▶ _Text shown_
★ ★ ★ ★ ★
Wednesday, February 5, 2014

from "Among the Deep Sea Fishers" | July 1916


“On the Road to Labrador”
 
…We had the pleasure in New York of seeing many other loyal friends, though at the Outlook office, where so often we have found help in need, we missed our beloved friend, Dr. Hamilton W. Mabie, who was seriously ill at his home. It was a great pleasure to see again our loved friend, Dr. Lyman Abbott; among others, too, were friends who have been with us in Labrador, Mr. Glen Wright, and Mr. Will Moody, whose noble work keeps him so closely at the grindstone raising the means for the institutions at Northfield that bless the world through endless lives of pupils and visitors. It is many years since the day, in the far off London slum where I was working at hospital, that his father’s message first woke my consciousness, but I still seem to hear it and am still striving to repeat it, yet my head is now gray and my half-century completed. Why do we think men die?
★ ★ ★ ★ ★
▶ _Required tasks_
(1) Say whether each statement agrees with the "On the Road to Labrador" excerpt, answering yes or no and quoting the words of the excerpt that decide it. (a) The writer met Dr. Hamilton W. Mabie at the Outlook office. (b) Mr. Glen Wright has been with the writer in Labrador. (c) The writer has completed a half-century.
(2) Answer these questions from the "On the Road to Labrador" excerpt:
(a) What publication is the excerpt taken from, and what month and year does it give?
(b) For what does Mr. Will Moody's work raise the means?
(c) Where was the writer working at hospital when Mr. Moody's father's message first reached them?
The data that follow come from a separate source, not from the "On the Road to Labrador" excerpt.

▶ _Data supplied_
★ ★ ★ ★ ★
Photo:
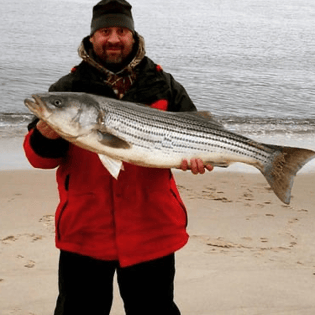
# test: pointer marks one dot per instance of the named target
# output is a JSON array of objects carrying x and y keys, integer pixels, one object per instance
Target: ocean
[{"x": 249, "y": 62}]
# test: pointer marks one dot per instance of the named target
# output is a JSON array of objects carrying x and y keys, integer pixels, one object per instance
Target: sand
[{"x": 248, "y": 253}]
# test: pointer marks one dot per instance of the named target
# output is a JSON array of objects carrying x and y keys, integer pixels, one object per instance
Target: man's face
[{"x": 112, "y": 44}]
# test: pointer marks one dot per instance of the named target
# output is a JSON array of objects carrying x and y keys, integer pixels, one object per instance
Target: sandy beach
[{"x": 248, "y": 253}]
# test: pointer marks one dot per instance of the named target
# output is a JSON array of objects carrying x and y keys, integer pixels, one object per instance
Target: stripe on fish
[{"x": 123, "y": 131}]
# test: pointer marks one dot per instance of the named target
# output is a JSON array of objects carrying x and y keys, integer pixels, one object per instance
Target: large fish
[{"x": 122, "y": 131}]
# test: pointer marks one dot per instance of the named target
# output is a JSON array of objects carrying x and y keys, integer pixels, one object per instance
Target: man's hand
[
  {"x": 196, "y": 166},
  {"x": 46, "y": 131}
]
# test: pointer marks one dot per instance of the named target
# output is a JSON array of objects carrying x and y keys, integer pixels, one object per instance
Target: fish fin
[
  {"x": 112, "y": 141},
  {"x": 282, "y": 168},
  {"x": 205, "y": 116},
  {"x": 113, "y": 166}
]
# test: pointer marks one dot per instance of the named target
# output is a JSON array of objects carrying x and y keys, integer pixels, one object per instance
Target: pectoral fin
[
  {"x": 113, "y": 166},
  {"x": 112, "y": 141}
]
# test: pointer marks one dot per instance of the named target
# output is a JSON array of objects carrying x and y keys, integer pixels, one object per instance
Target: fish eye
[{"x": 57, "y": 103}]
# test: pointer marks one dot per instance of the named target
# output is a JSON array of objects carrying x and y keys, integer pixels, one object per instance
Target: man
★ ★ ★ ★ ★
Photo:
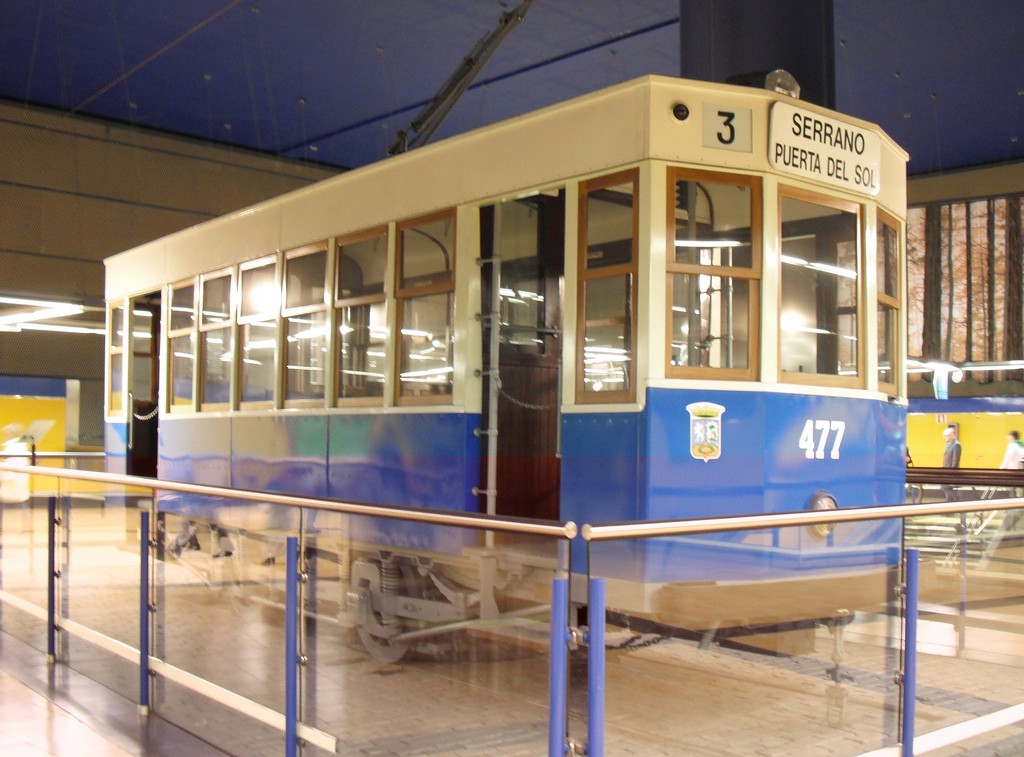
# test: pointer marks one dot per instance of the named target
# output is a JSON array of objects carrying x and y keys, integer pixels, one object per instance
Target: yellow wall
★ ★ ★ ★ ★
▶ _Solutions per task_
(1)
(a) No: "we missed our beloved friend, Dr. Hamilton W. Mabie, who was seriously ill at his home."
(b) Yes: "friends who have been with us in Labrador, Mr. Glen Wright, and Mr. Will Moody"
(c) Yes: "my head is now gray and my half-century completed."

(2)
(a) "Among the Deep Sea Fishers," July 1916.
(b) The institutions at Northfield.
(c) In a far off London slum.